## [Short problem]
Count the lines in the listing below that contain the string "rooftop", and give only that number.
>> Start
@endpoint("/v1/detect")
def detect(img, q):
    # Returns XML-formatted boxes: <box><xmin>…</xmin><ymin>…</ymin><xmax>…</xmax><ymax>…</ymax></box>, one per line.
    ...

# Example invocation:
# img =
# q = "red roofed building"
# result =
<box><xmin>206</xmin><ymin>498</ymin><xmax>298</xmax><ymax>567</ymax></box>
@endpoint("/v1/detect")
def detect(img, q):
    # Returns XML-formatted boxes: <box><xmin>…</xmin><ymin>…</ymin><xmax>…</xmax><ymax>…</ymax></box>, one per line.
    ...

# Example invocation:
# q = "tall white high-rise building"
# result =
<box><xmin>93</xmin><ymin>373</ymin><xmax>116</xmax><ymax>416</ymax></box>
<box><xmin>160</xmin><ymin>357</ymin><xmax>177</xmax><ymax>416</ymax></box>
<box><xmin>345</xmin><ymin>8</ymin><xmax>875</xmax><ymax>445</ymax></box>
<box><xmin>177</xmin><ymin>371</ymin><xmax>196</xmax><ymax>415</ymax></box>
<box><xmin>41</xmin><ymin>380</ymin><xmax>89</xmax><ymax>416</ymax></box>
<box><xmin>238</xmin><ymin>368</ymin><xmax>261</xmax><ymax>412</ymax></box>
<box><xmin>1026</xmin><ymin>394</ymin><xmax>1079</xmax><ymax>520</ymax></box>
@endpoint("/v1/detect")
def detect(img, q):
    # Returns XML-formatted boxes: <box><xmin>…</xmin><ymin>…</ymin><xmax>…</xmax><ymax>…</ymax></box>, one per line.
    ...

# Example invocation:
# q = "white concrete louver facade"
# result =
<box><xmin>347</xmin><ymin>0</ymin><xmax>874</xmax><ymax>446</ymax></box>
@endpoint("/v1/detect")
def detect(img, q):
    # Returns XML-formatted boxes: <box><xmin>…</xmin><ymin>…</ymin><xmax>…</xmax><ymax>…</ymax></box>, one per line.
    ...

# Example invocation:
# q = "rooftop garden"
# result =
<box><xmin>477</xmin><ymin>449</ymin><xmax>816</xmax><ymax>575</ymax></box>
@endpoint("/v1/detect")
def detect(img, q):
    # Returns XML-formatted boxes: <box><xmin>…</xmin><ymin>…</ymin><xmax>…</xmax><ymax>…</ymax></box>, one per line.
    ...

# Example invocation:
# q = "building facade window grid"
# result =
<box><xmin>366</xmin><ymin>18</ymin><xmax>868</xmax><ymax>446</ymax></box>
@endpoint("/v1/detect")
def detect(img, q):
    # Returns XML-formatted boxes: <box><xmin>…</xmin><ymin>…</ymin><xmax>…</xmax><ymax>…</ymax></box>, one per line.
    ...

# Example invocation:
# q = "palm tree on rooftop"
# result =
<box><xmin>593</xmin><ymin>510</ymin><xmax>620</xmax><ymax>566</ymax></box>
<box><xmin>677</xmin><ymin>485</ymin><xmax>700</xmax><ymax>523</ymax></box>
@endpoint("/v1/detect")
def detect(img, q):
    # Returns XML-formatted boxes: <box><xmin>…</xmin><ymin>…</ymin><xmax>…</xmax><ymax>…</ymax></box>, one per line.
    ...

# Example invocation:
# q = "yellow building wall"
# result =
>> End
## [Completed exercise]
2